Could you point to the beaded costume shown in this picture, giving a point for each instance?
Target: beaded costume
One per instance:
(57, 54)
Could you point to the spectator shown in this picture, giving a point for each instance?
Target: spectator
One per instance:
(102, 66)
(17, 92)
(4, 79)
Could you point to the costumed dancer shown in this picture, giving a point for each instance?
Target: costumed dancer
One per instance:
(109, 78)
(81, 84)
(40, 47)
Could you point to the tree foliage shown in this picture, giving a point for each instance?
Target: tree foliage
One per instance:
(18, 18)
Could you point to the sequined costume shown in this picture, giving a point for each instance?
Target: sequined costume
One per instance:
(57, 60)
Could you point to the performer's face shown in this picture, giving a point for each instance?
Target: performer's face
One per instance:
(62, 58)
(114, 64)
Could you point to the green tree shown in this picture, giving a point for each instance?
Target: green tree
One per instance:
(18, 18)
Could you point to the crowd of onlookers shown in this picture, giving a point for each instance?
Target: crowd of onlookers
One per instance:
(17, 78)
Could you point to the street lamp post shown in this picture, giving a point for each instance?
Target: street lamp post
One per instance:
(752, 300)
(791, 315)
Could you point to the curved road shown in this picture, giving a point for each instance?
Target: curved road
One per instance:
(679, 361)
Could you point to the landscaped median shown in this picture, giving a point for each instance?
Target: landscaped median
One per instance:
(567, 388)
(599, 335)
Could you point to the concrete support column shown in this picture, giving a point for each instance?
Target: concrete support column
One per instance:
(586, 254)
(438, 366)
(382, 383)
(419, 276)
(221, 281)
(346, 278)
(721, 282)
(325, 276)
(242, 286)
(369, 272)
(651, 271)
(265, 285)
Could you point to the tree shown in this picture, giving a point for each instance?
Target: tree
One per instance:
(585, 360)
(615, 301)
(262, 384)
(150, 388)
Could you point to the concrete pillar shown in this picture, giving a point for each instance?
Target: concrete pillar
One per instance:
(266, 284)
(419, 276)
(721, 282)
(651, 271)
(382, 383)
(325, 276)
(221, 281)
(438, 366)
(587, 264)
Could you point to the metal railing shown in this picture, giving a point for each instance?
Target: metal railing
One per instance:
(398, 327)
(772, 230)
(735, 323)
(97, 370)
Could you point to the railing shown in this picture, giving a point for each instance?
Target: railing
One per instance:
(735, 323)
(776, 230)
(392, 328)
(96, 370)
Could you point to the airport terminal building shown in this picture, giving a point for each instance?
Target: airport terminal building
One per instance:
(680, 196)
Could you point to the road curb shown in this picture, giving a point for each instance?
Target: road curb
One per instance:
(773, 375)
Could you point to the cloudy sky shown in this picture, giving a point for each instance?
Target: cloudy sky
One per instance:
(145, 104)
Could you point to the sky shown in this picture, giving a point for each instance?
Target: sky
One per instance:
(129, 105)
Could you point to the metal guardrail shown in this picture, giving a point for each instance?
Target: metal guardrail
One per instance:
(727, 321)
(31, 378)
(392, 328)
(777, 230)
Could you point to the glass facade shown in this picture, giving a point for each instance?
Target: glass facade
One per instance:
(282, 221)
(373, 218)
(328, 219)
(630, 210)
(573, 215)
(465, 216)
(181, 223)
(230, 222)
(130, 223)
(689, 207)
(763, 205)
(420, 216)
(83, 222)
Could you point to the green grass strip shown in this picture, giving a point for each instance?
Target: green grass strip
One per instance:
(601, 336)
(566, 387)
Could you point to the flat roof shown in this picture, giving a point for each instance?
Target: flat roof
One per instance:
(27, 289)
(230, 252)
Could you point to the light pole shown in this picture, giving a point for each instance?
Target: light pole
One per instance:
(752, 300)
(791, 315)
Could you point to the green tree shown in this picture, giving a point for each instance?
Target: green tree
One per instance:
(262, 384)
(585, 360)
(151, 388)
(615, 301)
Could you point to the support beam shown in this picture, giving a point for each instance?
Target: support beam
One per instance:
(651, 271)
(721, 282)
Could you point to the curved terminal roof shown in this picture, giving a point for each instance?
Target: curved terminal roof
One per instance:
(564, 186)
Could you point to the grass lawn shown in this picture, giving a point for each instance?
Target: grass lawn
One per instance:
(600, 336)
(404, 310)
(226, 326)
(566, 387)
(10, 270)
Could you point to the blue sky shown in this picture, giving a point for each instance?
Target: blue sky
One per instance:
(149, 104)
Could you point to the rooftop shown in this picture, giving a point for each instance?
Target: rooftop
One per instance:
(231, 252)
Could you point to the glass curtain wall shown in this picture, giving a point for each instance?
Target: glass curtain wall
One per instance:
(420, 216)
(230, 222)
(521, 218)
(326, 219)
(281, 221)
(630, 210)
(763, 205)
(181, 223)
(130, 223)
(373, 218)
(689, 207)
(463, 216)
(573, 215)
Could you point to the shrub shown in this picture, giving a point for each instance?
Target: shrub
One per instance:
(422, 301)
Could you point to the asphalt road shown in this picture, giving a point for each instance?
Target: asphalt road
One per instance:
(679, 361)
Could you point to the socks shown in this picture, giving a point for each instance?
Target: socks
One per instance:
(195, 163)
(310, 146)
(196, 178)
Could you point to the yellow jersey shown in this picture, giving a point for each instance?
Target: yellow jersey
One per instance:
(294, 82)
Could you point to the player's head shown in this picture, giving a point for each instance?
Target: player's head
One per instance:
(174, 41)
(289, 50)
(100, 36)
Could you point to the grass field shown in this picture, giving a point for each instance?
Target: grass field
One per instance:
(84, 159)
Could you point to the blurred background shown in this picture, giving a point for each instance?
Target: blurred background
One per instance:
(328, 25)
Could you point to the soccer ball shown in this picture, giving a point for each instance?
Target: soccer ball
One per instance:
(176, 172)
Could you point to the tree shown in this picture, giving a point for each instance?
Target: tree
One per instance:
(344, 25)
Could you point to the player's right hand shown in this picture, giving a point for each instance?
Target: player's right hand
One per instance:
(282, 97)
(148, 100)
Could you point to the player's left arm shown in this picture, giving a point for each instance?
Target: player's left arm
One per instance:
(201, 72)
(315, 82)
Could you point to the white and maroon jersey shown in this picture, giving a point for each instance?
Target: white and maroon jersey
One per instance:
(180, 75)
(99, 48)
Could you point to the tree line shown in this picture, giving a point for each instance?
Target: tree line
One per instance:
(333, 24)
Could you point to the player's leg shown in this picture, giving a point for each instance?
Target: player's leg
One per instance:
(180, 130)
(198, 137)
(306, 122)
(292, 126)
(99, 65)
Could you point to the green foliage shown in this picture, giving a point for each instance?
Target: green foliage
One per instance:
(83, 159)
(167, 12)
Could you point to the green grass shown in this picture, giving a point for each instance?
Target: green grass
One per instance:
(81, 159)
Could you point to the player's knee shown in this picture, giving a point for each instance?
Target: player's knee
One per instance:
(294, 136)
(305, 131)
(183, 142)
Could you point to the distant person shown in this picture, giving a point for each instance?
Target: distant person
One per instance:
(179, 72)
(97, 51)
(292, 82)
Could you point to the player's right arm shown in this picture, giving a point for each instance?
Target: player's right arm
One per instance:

What you have to do>
Return the number of lines in the material holding the string "landscaped", and no other text.

Answer area>
2